### THE INPUT ###

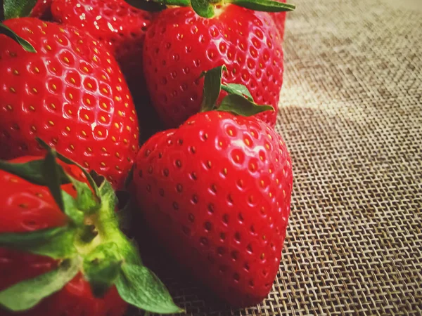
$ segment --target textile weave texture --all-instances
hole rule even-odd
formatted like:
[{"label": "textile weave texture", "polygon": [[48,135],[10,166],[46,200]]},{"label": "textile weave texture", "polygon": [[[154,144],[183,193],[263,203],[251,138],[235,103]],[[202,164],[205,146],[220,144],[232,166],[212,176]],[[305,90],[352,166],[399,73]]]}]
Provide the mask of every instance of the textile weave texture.
[{"label": "textile weave texture", "polygon": [[422,3],[294,2],[276,130],[295,180],[271,294],[235,310],[160,276],[191,316],[422,315]]}]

###

#### [DIRECTION]
Repeat the listing verbatim. Skip the pictures.

#### [REPLY]
$ segment --target textile weave texture --all-instances
hole rule even-odd
formatted like:
[{"label": "textile weave texture", "polygon": [[48,135],[10,166],[46,200]]},{"label": "textile weave texture", "polygon": [[[154,144],[183,193],[263,203],[251,138],[235,103]],[[202,164],[205,146],[220,144],[232,166],[212,176]],[[305,90],[352,166],[399,73]]]}]
Provide the mask of every instance of the textile weave texture.
[{"label": "textile weave texture", "polygon": [[422,3],[294,2],[276,130],[295,180],[271,294],[235,310],[160,276],[191,316],[422,315]]}]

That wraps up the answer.